_DOCUMENT EXCERPT_.

______________________________

THE OTTAWA CITIZEN

HIGH TECH REPORT

Monday December 28, 1998

Technology allows Candian Seniors to meet French kids

by Jennifer Campbell

 

Ottawa site audience, Centre d'accueil Champlain

Puppet Show, from the Centre Therapeutique de Margency Hospital near Paris, FranceOttawa site audience, Centre d'accueil Champlain as seen by Ottawa audience via Video Conference

With the help of sophisticated video-conferencing equipment, young and old alike were linked up to spend a few hours together on Christmas Eve. Usually limited to board rooms and high-tech conferences, there is little known about how this technology can facilitate social interactions. To find out, employees and volunteers of PACE 2000 International Foundation, a group that promotes independence in seniors, and residents, employees and volunteers of Vanier senior's home Centre d'accueil Champlain, worked with counterparts at the Centre Thérapeutique de Margency, a hospital for sick children in France, to test the technology's ability to unite two generations of people
who can't go home for Christmas.

For its part, the French hospital presented a puppet show by puppeteer Alissa Ouechni, who just so happens to be the daughter of Ottawa event organizer and president of PACE 2000, Dr.Marie Madeleine Bernard. In Ottawa, the shared entertainment consisted of the Mostly Bows fiddle orchestra and folk dancing.

In addition to the entertainment, seniors and sick children were able to talk through the screen, each being able to see what the other was doing. Dr. Bernard said many of the sick children have grown up in the French hospital and they get very nervous when they leave it. "With video-conferencing, this brings the world to them," she said.

When videographers got one particular little boy, still hooked up to an IV, on the screen, he started waving frantically- his smile bubbling over to all the seniors in the Ottawa residence. One seniors, Jeanne Hedge, who has lived in the home for eight years, said she was so excited her heart was beating fast.

"I'm so happy, I'm filled with joy inside," she said, adding that if PACE 2000 organizes another event, they can count on her being there. Rodolphe Bordeleau, 81, who lives at the home, said he looks forward to linking up with other area nursing homes and talking to other area seniors. In short, he wants to use avant-garde technology to talk to others about the good old days.

Dominique Jouishomme, who brought her young son and daughter, came simply to feel closer to France, the native land she left when she moved to Canada eight years ago. Her son brought home an annoucement of the event from his school. "It's a nice project," she said.

Dr Bernard said she was pleased whit the event."The technology is not perfect, but it's good to prepare the market and see what potential there is."

______________________________

_DATASET CONTENT_.
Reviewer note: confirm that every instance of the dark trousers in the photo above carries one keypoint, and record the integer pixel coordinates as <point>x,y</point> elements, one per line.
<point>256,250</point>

______________________________

List every person named in the Ottawa Citizen article on video-conferencing above, including its byline.

Jennifer Campbell
Alissa Ouechni
Marie Madeleine Bernard
Jeanne Hedge
Rodolphe Bordeleau
Dominique Jouishomme